YOUR INSTRUCTIONS: Go through the entries below and copy each line that holds the word "fish".

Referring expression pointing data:
==*==
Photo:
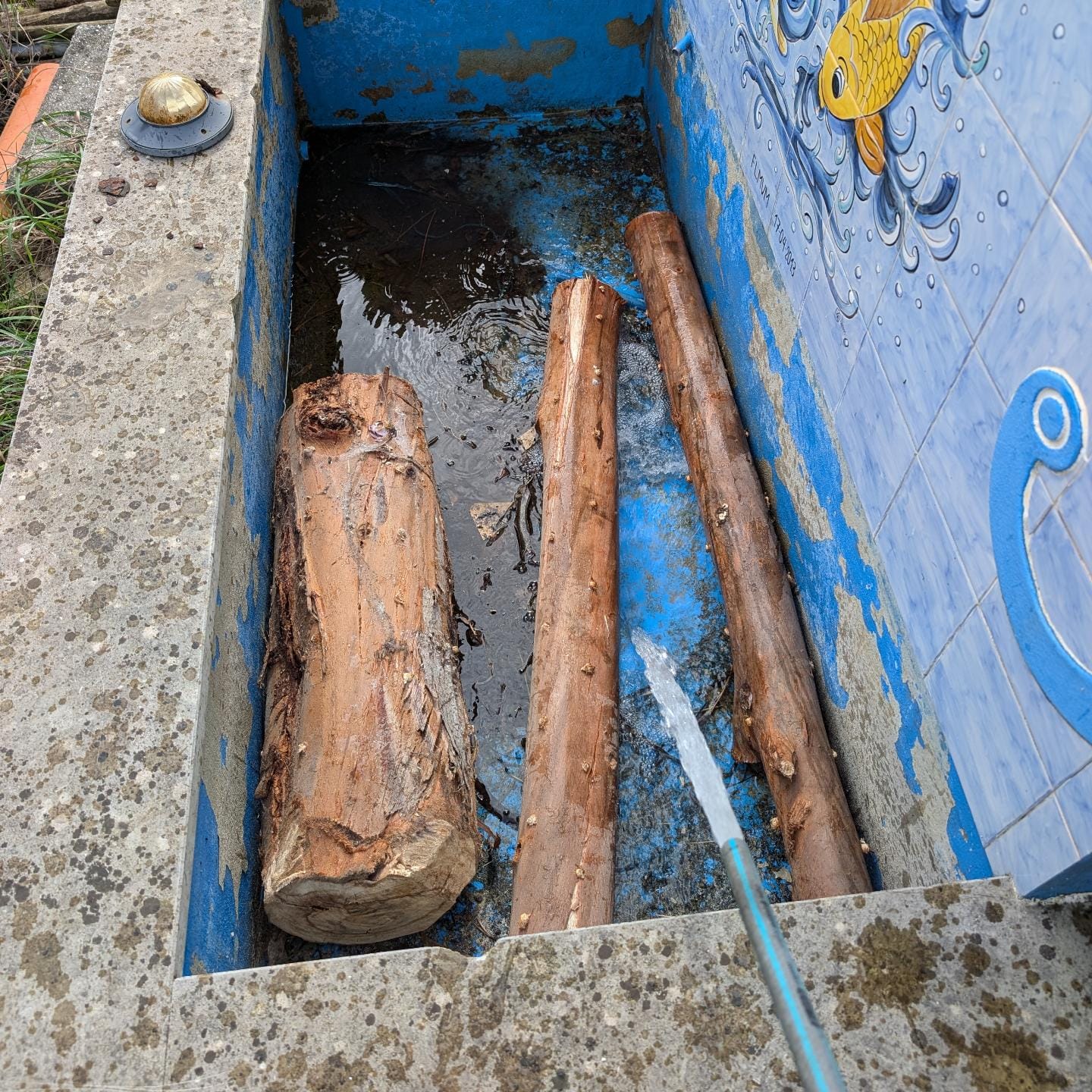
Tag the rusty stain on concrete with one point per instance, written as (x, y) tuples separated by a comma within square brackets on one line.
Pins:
[(317, 11), (513, 62), (375, 94)]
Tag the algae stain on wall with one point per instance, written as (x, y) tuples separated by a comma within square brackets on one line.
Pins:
[(513, 62)]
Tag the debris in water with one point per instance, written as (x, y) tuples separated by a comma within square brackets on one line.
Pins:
[(491, 518)]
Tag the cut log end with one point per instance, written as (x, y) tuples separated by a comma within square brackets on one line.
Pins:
[(366, 905), (369, 824)]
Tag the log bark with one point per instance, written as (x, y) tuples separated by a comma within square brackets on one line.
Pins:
[(52, 32), (777, 715), (565, 854), (72, 14), (57, 5), (369, 826)]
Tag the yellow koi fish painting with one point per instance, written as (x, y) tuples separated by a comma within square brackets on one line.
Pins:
[(864, 68)]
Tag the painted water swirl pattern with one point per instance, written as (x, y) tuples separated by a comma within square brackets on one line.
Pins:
[(831, 83)]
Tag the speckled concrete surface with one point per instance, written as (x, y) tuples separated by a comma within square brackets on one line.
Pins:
[(108, 511), (961, 987)]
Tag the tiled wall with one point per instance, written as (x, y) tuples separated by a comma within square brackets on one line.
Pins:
[(925, 296)]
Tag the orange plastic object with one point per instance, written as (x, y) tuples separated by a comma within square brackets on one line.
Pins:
[(23, 116)]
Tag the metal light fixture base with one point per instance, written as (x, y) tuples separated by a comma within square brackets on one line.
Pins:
[(188, 119)]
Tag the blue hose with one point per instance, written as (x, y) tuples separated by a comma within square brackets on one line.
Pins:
[(811, 1049)]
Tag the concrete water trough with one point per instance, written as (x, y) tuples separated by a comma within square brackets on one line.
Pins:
[(136, 548)]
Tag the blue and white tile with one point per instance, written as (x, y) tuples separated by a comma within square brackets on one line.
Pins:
[(1076, 510), (957, 456), (1074, 193), (922, 342), (751, 121), (1075, 799), (1040, 501), (833, 340), (1035, 850), (794, 256), (877, 446), (1040, 77), (999, 201), (1041, 318), (923, 567), (1065, 587), (1062, 748), (995, 755)]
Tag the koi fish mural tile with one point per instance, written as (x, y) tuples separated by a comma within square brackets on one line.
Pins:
[(996, 757), (1040, 77), (856, 96)]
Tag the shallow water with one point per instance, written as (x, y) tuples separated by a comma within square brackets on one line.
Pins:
[(435, 251), (682, 725)]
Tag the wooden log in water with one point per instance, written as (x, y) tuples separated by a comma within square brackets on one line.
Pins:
[(369, 826), (777, 715), (57, 5), (565, 855)]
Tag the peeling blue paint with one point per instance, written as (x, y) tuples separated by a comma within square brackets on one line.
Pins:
[(222, 915), (819, 565), (375, 59)]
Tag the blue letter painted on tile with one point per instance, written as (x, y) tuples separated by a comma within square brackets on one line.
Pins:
[(1044, 423)]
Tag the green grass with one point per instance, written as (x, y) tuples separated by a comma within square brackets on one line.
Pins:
[(37, 200)]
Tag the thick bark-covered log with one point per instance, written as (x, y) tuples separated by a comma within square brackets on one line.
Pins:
[(777, 715), (369, 827), (565, 855)]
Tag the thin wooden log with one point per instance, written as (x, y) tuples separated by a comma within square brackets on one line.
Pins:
[(369, 827), (57, 5), (76, 14), (52, 31), (565, 854), (777, 715)]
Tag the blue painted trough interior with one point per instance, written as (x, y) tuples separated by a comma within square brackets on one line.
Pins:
[(864, 325)]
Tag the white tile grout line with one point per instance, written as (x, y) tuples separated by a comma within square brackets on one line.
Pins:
[(1052, 792)]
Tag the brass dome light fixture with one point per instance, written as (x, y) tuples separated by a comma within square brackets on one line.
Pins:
[(175, 115)]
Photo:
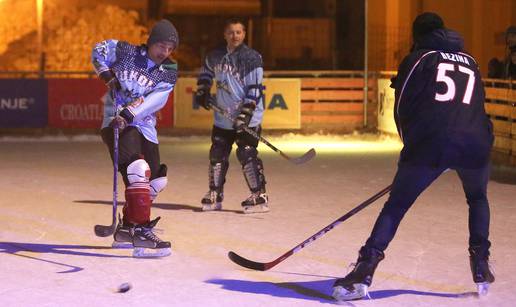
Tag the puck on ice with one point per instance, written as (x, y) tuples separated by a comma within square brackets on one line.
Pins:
[(124, 287)]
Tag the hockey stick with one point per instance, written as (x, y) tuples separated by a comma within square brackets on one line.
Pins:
[(101, 230), (307, 156), (264, 266)]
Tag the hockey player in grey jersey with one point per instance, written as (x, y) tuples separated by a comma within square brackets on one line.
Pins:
[(238, 73), (142, 78)]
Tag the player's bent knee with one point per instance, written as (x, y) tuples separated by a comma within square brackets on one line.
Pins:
[(138, 171)]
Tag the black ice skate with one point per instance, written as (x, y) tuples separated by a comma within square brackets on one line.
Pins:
[(257, 202), (480, 269), (212, 201), (355, 285), (144, 238), (122, 236)]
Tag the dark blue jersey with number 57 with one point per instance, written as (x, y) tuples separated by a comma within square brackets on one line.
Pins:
[(439, 107)]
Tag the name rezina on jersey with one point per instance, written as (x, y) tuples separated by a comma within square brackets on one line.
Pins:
[(454, 57)]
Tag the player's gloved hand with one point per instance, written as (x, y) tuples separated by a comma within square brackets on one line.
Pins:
[(122, 119), (110, 80), (246, 113), (203, 97), (118, 122)]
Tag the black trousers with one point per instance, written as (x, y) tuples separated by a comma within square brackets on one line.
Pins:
[(410, 181), (131, 146), (222, 141)]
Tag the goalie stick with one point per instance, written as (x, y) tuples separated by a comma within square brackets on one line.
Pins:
[(307, 156), (264, 266), (101, 230)]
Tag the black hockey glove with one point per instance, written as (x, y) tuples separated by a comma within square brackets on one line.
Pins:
[(203, 97), (110, 80), (118, 122), (124, 118), (243, 119)]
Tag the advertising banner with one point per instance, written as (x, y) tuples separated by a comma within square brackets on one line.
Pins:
[(77, 103), (282, 99), (386, 107), (23, 103)]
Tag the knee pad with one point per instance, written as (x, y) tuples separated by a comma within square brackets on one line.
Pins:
[(158, 184), (220, 149), (217, 175), (137, 203), (246, 154), (138, 171)]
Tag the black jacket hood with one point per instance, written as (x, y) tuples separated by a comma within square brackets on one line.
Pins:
[(441, 39)]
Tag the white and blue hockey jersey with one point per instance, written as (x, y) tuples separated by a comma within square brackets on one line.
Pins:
[(145, 84), (238, 77)]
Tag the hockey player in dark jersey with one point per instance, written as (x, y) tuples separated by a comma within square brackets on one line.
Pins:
[(238, 72), (142, 78), (440, 116)]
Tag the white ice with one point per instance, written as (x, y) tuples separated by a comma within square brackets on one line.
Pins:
[(54, 190)]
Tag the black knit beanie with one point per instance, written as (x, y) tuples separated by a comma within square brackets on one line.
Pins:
[(163, 31), (426, 23)]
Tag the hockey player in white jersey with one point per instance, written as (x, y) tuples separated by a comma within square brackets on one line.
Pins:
[(142, 77), (238, 72)]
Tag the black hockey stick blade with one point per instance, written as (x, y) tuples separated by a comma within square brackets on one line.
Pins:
[(246, 263), (104, 231), (264, 266), (309, 155)]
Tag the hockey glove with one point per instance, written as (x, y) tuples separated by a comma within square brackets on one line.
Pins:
[(110, 80), (243, 119), (124, 118), (203, 97), (118, 122)]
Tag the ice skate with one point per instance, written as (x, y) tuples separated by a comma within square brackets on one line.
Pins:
[(147, 244), (356, 284), (212, 201), (122, 237), (257, 202), (481, 270)]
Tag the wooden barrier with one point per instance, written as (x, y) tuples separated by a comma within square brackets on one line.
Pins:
[(501, 107), (336, 104)]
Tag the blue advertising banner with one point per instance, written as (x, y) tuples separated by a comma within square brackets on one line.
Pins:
[(23, 103)]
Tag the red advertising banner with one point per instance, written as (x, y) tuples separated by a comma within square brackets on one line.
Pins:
[(76, 103)]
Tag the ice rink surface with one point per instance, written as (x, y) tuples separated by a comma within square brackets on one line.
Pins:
[(54, 190)]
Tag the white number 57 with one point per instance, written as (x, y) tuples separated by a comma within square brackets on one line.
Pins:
[(449, 95)]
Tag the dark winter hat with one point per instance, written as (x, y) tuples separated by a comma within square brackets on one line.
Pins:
[(426, 23), (510, 36), (163, 31)]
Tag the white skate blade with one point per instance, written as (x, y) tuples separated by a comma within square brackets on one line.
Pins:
[(213, 207), (142, 252), (482, 288), (262, 208), (117, 244), (342, 294)]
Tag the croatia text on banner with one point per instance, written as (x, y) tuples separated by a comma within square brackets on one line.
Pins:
[(77, 103), (282, 100), (23, 103), (386, 107)]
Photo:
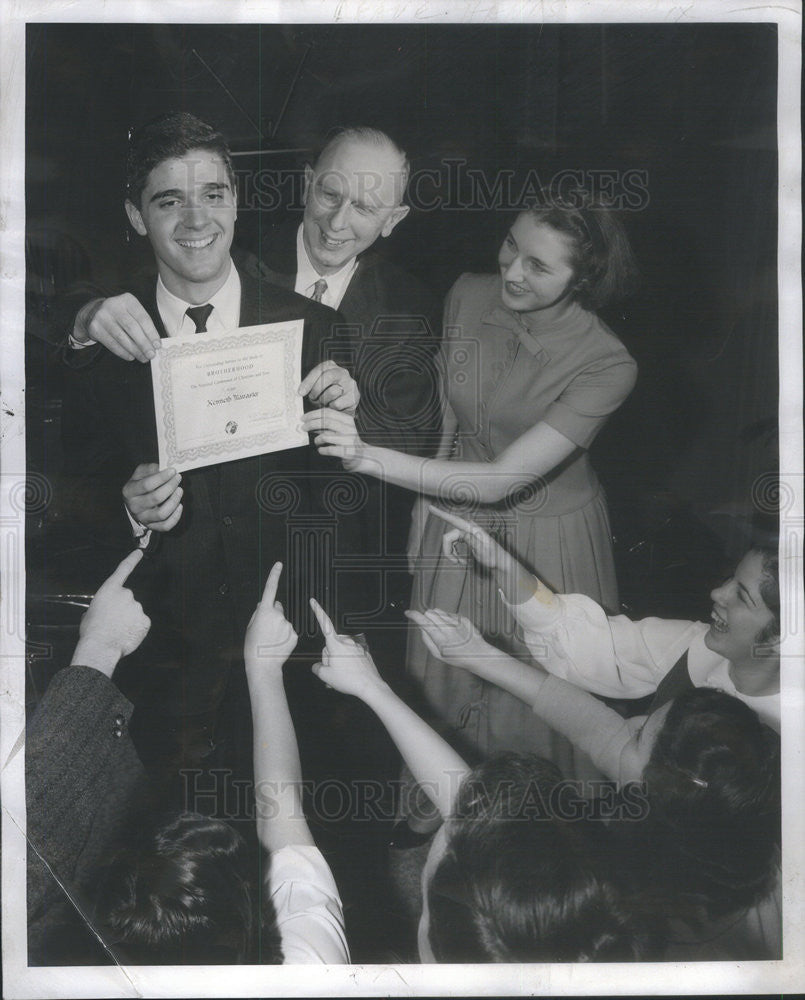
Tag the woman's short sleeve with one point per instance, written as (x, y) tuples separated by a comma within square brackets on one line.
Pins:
[(595, 393)]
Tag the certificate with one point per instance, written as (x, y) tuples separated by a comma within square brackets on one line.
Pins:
[(219, 397)]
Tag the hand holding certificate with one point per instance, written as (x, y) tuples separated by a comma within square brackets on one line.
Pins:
[(220, 397)]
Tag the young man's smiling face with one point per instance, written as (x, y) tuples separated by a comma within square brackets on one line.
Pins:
[(352, 197), (187, 210), (739, 612)]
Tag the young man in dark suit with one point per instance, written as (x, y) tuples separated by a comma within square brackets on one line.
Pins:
[(211, 533)]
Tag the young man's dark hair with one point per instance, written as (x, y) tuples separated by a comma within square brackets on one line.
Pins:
[(770, 592), (710, 843), (519, 884), (183, 896), (167, 137)]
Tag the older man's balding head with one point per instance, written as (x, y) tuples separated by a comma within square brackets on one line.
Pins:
[(353, 195)]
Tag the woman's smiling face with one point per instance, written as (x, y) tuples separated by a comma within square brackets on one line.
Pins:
[(535, 264)]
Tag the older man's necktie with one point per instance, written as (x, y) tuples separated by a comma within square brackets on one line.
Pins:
[(200, 315)]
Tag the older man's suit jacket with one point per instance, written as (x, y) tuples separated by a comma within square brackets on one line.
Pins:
[(396, 327), (204, 578)]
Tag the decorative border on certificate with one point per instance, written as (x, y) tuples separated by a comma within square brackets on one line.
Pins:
[(208, 389)]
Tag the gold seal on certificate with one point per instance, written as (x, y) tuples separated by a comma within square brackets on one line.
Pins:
[(219, 397)]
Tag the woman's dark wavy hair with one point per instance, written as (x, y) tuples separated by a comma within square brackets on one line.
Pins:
[(520, 885), (770, 592), (711, 840), (601, 255), (170, 136), (181, 896)]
==*==
REPLY TO THE TASK:
Tag the yellow koi fish painting with one point per instance, written as (x, y) tuples separated by a comma within square brackets on one line.
Tag the koi fish mural tile with one point per instance, written as (x, y) tuples separated by a comma within square brackets on one line.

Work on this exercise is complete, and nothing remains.